▶ [What you are asked to do]:
Copy every line of the records below without any change.

▶ [Provided records]:
***

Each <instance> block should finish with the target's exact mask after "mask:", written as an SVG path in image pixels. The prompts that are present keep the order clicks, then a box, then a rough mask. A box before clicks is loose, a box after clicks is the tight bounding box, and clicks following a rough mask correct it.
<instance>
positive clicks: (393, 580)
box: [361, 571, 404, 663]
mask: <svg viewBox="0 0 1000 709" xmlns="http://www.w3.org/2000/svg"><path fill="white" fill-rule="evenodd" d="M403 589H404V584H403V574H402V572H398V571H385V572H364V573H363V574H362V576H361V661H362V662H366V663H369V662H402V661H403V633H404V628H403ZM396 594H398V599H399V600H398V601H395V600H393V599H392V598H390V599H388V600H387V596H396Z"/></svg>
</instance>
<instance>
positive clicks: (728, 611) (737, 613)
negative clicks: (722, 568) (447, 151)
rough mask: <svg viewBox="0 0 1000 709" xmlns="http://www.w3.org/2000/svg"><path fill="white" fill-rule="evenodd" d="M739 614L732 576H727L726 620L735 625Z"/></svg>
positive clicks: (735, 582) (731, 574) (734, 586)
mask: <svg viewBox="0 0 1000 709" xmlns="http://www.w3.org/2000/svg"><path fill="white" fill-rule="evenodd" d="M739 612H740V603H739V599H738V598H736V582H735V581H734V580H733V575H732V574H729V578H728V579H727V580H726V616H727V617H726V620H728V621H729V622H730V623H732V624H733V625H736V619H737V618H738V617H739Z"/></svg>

***

▶ [Answer to the problem]:
Each <instance> block should finish with the target's exact mask after "mask:", written as an SVG path in image pixels. The prompts that are present keep the order clicks, then a box, then a rough mask. A box before clicks is loose, a box after clicks is the tight bounding box, and clicks following a rough mask correct it.
<instance>
positive clicks: (393, 580)
box: [361, 571, 404, 663]
mask: <svg viewBox="0 0 1000 709" xmlns="http://www.w3.org/2000/svg"><path fill="white" fill-rule="evenodd" d="M403 589H404V584H403V574H402V572H398V571H385V572H364V573H363V574H362V576H361V661H362V662H366V663H369V662H402V661H403V633H404V628H403ZM396 594H398V599H399V600H398V601H395V600H393V599H392V598H390V599H388V600H387V596H396Z"/></svg>
</instance>
<instance>
positive clicks: (728, 611) (737, 613)
negative clicks: (722, 568) (447, 151)
rough mask: <svg viewBox="0 0 1000 709" xmlns="http://www.w3.org/2000/svg"><path fill="white" fill-rule="evenodd" d="M739 614L732 576H727L726 620L735 625Z"/></svg>
positive clicks: (735, 582) (731, 574) (734, 586)
mask: <svg viewBox="0 0 1000 709" xmlns="http://www.w3.org/2000/svg"><path fill="white" fill-rule="evenodd" d="M739 612H740V603H739V599H738V598H736V582H735V581H734V580H733V575H732V574H729V578H728V579H727V580H726V616H727V617H726V620H728V621H729V622H730V623H732V624H733V625H736V619H737V618H738V617H739Z"/></svg>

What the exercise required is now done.